Task requirements: Reproduce word for word the lines below, starting at the line that contains "Note: locate the stone doorway" and ending at the line that contains "pixel 36 128", with both of those lines included.

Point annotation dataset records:
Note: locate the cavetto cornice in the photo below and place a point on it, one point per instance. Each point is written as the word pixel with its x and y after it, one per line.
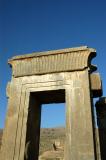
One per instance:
pixel 64 60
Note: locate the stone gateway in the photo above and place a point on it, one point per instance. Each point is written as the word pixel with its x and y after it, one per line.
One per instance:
pixel 46 77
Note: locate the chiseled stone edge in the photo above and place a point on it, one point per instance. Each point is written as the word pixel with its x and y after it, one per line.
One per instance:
pixel 70 59
pixel 96 85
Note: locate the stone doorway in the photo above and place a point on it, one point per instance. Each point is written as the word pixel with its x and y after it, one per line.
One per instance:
pixel 68 75
pixel 34 118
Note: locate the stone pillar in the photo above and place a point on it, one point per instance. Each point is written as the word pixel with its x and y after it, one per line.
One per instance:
pixel 101 122
pixel 79 128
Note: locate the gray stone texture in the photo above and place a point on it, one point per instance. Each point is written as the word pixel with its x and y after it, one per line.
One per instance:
pixel 37 76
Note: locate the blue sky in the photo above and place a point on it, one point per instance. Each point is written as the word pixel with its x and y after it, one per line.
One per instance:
pixel 38 25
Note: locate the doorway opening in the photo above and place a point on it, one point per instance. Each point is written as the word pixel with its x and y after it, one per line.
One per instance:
pixel 36 128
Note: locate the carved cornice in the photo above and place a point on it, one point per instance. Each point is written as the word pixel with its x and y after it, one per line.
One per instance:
pixel 71 59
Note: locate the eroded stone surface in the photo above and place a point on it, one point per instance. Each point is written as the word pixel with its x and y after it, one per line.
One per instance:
pixel 34 77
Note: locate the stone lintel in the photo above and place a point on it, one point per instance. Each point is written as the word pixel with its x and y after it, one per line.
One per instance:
pixel 96 85
pixel 65 60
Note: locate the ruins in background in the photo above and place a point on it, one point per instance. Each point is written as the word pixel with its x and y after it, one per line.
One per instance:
pixel 57 76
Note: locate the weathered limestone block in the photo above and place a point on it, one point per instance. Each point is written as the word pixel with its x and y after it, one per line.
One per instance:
pixel 63 76
pixel 71 59
pixel 96 85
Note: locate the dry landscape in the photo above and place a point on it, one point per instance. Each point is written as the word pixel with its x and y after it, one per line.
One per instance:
pixel 51 143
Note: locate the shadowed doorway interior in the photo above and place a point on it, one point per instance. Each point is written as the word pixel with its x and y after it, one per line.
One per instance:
pixel 36 104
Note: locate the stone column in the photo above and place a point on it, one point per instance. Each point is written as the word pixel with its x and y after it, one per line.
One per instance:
pixel 101 122
pixel 79 129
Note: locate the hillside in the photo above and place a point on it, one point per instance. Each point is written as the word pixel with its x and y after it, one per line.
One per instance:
pixel 51 143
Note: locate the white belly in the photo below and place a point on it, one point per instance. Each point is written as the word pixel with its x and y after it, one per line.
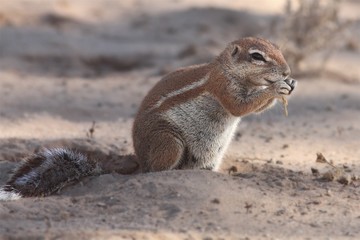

Completed task:
Note: locate the stone doorway in the photo above and place a point on it, one point per instance. Each point is written as the word pixel with its x and y after it, one per line.
One per instance:
pixel 68 75
pixel 34 118
Note: locate the stone pillar in the photo above and place a point on it, one point per instance. Each point is written as the word pixel with its x and y after it, one per line.
One per instance:
pixel 101 122
pixel 79 128
Note: locate the gray stone texture in the photo above and place a point on it, one point per instance. Each point is written as the word pixel with its x and y after it, one per line.
One per instance:
pixel 37 76
Note: locate the blue sky in the photo above and place a point on it, one point per instance. Each point is written as the word pixel with its x and y after it, one per line.
One per instance:
pixel 38 25
Note: locate the doorway opening in the photo above and place a point on it, one point per instance. Each point is written as the word pixel with its x and y after it, one per line.
One per instance:
pixel 36 128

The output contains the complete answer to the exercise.